* [Passage shown]
* * * * * * * * *
“I’m meeting people who I would have never been able to meet in other ways from both campuses, and I’m watching the things that I see every day coming to life in a virtual world,” said Zoe Demacopoulos, a senior at Fordham College at Lincoln Center who helped build the virtual entrance of Lowenstein Center. “It’s nice to know that I can still build community and hang out with people on a semi-regular basis [during the pandemic].”
The goal of the project is to engage students, especially the first-year class, during a year that has made social activity more difficult than usual, said Patricia Peek, Ph.D., dean of undergraduate admission.
A Way to Connect
“When we learned last summer that other colleges had these fun images, we thought that it might be a great way to create a virtual Fordham while giving new students a way to engage with each other in a virtual space,” Peek said.
After months of planning, RamCraft began in earnest this spring. The project is a collaborative effort among student volunteers and the Department of Communication and Media Studies, with the support of Fordham IT, Peter A. Stace, Ph.D., senior vice president for enrollment and strategy, and Eva Badowska, Ph.D., dean of the faculty of arts and sciences and associate vice president for arts and sciences.
On Wednesday evenings, the student design team logs onto Minecraft and works on Fordham’s virtual Lincoln Center campus. (Design of the Rose Hill campus will begin this summer.) They communicate through Discord, a free chat service that is popular among gaming communities, where they can hear each other’s voices and watch each other stack virtual blocks in real time.
The underlying purpose of these meetings is to create an inclusive, supportive community where students can connect through a fun activity and escape from the stress of the pandemic, said the faculty project manager, Christopher Vicari.
“I’ll throw on lo-fi hip-hop beats. We’ll vibe, chill, and just build and talk,” said Vicari, an educational technologist in the communication and media studies department.
There are 10 to 15 students working on RamCraft, ranging from beginners to longtime players who were introduced to the game when they were children. Among them is Demacopoulos, a senior at Fordham College at Lincoln Center who plans to start at the Graduate School of Education in the fall on the 5-year track. The aspiring high school English teacher has played Minecraft since the game was released in 2011. It used to be a fun way for her, as a New York resident, to bond with her long-distance childhood best friend from Massachusetts for nearly seven years. Now the game is serving a new purpose.
Demacopoulos and her classmates have been “building” since March, selecting block styles and ratios based on blueprints from Fordham Facilities Management, images from Google Earth, and photos of campus shot on their smartphones, said Vicari.
* * * * * * * * *
* [Data provided]
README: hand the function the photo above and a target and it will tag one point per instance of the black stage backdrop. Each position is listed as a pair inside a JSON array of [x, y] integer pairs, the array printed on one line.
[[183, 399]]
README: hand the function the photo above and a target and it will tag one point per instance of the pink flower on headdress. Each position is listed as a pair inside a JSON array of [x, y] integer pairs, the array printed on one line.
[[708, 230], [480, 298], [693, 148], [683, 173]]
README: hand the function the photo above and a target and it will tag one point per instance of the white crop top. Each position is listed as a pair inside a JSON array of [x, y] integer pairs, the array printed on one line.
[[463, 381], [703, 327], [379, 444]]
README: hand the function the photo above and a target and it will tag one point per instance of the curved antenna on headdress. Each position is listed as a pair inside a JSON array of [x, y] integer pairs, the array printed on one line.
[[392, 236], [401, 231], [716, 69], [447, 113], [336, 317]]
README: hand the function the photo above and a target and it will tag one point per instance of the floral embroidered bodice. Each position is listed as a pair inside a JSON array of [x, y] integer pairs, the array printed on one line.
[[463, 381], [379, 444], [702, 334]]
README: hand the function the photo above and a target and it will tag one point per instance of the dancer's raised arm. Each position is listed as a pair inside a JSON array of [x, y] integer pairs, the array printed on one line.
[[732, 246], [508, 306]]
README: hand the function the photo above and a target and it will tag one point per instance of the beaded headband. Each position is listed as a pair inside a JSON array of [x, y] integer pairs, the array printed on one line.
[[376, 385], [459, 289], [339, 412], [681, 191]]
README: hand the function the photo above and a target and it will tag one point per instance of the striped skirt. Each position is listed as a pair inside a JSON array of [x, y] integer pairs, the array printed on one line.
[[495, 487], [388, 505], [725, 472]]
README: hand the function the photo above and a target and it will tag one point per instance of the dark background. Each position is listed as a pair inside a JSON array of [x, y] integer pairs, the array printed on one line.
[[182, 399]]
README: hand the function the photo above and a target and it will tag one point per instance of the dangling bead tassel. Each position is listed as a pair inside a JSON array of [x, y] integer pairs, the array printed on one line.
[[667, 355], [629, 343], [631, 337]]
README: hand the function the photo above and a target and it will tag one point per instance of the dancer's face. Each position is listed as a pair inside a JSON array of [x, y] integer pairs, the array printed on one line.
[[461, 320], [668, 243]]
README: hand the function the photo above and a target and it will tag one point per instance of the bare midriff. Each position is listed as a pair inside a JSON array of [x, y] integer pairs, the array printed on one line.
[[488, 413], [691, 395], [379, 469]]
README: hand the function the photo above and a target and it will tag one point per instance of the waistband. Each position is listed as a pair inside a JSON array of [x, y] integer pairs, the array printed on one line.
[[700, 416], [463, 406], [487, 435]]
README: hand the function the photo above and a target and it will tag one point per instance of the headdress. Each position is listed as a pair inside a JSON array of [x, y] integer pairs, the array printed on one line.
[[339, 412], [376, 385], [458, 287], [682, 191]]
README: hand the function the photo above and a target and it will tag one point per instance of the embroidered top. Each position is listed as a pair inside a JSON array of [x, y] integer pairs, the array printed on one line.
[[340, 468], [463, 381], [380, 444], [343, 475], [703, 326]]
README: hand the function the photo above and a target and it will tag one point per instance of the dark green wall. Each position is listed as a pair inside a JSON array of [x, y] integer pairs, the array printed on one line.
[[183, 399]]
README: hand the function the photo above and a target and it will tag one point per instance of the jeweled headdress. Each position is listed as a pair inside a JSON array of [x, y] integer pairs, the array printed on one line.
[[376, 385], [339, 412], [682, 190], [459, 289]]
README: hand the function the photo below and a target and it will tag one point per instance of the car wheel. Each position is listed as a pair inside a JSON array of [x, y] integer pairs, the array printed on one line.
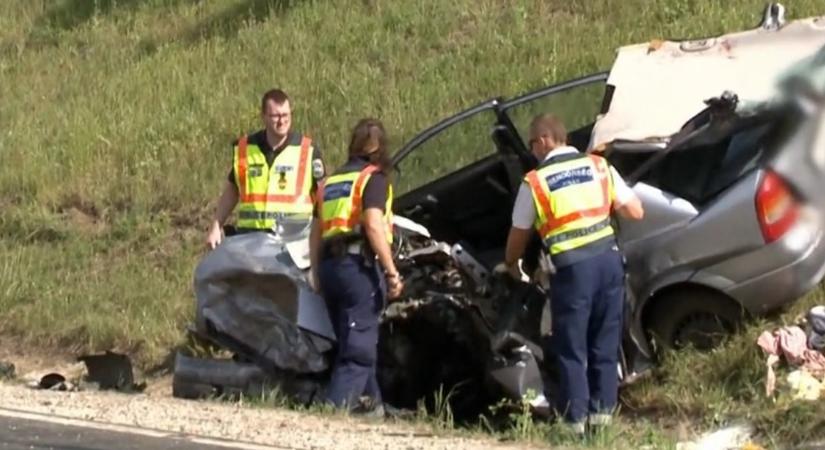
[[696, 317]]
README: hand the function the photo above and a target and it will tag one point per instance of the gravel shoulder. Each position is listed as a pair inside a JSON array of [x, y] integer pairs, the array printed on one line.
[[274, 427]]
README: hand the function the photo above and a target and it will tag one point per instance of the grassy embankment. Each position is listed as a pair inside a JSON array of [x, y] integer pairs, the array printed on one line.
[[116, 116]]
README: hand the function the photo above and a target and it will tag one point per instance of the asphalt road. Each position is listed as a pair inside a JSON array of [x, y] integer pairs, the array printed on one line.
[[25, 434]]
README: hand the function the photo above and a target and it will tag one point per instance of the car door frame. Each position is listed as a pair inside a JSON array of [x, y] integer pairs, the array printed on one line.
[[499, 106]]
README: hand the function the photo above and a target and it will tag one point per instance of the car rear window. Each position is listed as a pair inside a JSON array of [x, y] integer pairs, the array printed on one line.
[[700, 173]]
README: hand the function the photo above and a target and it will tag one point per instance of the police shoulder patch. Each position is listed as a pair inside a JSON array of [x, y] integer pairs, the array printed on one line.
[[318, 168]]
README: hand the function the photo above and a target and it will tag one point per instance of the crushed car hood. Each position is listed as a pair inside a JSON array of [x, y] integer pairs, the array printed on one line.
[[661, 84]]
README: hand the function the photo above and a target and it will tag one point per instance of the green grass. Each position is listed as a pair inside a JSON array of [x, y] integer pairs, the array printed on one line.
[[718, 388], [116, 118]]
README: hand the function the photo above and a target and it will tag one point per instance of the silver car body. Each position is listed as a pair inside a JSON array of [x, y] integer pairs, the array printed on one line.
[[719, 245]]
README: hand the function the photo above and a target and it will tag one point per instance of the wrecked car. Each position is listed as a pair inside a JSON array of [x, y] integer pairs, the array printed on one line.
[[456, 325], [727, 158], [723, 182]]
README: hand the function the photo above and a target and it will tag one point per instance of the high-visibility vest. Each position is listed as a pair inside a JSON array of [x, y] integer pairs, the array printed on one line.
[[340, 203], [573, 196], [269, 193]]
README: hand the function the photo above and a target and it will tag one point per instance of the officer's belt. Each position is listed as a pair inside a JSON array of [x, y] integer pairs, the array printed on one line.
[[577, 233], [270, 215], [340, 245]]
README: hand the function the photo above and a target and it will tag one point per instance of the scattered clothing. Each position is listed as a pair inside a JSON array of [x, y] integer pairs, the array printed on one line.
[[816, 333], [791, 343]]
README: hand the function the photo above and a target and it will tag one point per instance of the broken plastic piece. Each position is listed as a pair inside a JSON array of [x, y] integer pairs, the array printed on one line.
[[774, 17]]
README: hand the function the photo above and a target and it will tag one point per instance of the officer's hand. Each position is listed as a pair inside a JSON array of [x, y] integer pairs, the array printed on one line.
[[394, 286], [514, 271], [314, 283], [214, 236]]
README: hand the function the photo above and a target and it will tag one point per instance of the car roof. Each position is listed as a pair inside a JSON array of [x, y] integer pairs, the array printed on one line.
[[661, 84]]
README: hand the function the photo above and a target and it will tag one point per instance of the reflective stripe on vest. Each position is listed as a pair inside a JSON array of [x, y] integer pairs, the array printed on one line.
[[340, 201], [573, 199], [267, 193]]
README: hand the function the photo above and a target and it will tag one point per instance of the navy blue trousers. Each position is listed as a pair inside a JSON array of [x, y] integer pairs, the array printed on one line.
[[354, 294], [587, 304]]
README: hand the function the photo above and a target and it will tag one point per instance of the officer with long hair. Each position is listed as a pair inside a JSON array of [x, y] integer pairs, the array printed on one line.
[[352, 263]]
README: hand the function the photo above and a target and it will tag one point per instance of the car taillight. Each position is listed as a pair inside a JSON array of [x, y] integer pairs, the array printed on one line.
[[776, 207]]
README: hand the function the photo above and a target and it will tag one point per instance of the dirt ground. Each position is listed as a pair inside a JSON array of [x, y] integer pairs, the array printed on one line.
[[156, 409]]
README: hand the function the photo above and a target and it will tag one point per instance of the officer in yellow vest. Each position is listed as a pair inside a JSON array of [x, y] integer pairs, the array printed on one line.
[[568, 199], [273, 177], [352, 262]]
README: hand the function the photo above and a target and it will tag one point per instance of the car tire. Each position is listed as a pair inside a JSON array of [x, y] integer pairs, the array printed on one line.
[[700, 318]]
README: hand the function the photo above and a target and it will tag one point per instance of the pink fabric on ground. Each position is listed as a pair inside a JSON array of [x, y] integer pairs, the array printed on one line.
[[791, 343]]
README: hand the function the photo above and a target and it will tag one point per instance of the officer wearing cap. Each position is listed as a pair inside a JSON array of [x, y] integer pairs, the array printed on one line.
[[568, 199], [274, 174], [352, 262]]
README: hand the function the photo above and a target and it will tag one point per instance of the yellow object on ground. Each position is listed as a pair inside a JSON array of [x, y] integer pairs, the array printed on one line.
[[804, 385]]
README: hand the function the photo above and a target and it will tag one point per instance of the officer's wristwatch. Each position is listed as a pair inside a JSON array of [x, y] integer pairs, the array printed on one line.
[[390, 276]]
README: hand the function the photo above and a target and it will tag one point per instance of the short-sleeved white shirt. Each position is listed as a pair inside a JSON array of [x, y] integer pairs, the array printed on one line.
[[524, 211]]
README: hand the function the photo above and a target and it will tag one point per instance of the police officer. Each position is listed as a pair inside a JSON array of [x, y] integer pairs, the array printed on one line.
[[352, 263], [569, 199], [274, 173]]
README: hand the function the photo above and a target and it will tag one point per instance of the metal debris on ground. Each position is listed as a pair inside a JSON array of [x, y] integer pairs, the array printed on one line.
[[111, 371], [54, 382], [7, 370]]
* * * * * * * * *
* [Aim of the task]
Reproduce the stretch of the RamCraft article from "A Way to Connect" through "arts and sciences." word for word.

* [Reply]
A Way to Connect
“When we learned last summer that other colleges had these fun images, we thought that it might be a great way to create a virtual Fordham while giving new students a way to engage with each other in a virtual space,” Peek said.
After months of planning, RamCraft began in earnest this spring. The project is a collaborative effort among student volunteers and the Department of Communication and Media Studies, with the support of Fordham IT, Peter A. Stace, Ph.D., senior vice president for enrollment and strategy, and Eva Badowska, Ph.D., dean of the faculty of arts and sciences and associate vice president for arts and sciences.